After running the SQL statement, the password still doesn’t work. You could hash the password yourself, but now you’d need to know what hashing algorithm was used, among other things. In addition, many applications keep track of audit changes inside the database. But because this is an application function, the changes that you’re making via SQL probably aren’t being logged. As a result, the audit trail doesn’t show who changed the password or when they changed it. You also can’t tell whether the password change was nefarious in purpose or not. If the password changes are typically done in this fashion, a legitimate change and a criminal change look exactly the same. If the change was done through the application, you would expect to see an audit trail leading you to the person who performed the action. If you don’t see the audit trail, yet you confirm that the password was changed, it leads you down a different path of investigation.

The process for creating safe support actions for operators of the system isn’t radically different from what you would do in soliciting requirements and expectations from an end user. The person who runs the system is really just an end user with a different perspective on the system.

Never assume the user’s knowledge

It’s easy to assume that the person operating the system will have as complete and comprehensive knowledge as the person who is designing or developing it. This is almost never the case. As systems grow and become more complex, you must presume that the operator is working with a limited set of knowledge about the system. Assuming the user doesn’t have complete information will influence how you alert, inform, and interact with the user.

Probably most important, you shouldn’t anticipate that when presented with a decision point, the user will choose the most logical course of action for the situation. This holds true for written documentation or for complex self-regulating automation systems. This isn’t to say that your system should be designed so that anyone in the company can operate it, but the minimum expectations of the user should be well understood when the process is being created.

Acquire the operator’s perspective

UX engineers spend a lot of time with potential users of the system. One of the reasons is to gain insight from the user’s perspective into how they see and view the application they’re interacting with.

The same is true of operators of the system. Your perspective shapes how you view and interpret all the data that’s coming from the system. A log message that might be incredibly useful to a developer who is testing the software on their local workstation might be totally irrelevant and dismissed by an operator of the system in a production environment. The best way to get that insight is by sitting with operators and talking about the design of your process or automation. Get their feedback on how things should be handled. I assure you that their perspective will be valuable, and the way they view the same problem you’ve been staring at for weeks will surprise you.

Always confirm risky actions

The greatest fear I have in life is accidentally deleting my entire Linux system. The operating system allows you to make fatal mistakes without the benefit of a confirmation prompt. Want to delete every file on the system, including important system files? The system will let you do it!

What you are asked to do> Pick up the excerpt on designing safe actions for system operators after its final sentence and keep writing it.

Recorded information>

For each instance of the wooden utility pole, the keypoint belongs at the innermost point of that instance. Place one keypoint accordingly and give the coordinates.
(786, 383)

* * *

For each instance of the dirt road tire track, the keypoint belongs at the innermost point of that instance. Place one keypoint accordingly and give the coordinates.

Answer to the task>
Don’t let your processes do that. Whenever possible, if a step requires you to take some sort of destructive action, you should confirm with the user that they should do it. If it’s automation, a simple TYPE YES TO CONTINUE prompt should be sufficient. If it’s a manual process that’s being done via checklist, be sure to highlight on the checklist that the user is about to perform a dangerous step and to double-check the inputs before continuing.

Avoid unexpected side effects

When designing automation, you want to try to avoid performing actions that are perhaps outside the immediate scope of what an operator might expect from the system. For example, say a user is executing a backup script for the application server, but the script requires the application to be shut down first. It might seem intuitive to just have the script perform the application shutdown, but ask yourself whether this requirement is something that the average operator would know and be aware of. Informing the user that the application must be shut down first, before exiting, goes a long way toward preventing a surprise for the user.

Now that you have an eye out for ensuring that you don’t surprise the user with unintended behavior, you can begin to look at how complexity in the tasks you’re automating lead to different approaches and different sets of problems.

7.7.3 Complexity in tasks

All problems and their subsequent tasks have varying levels of complexity. Cooking is a perfect example. I’m a lousy cook. But depending on what I’m cooking, various levels of complexity may exist. Cooking chicken tenders is much simpler than cooking raw chicken.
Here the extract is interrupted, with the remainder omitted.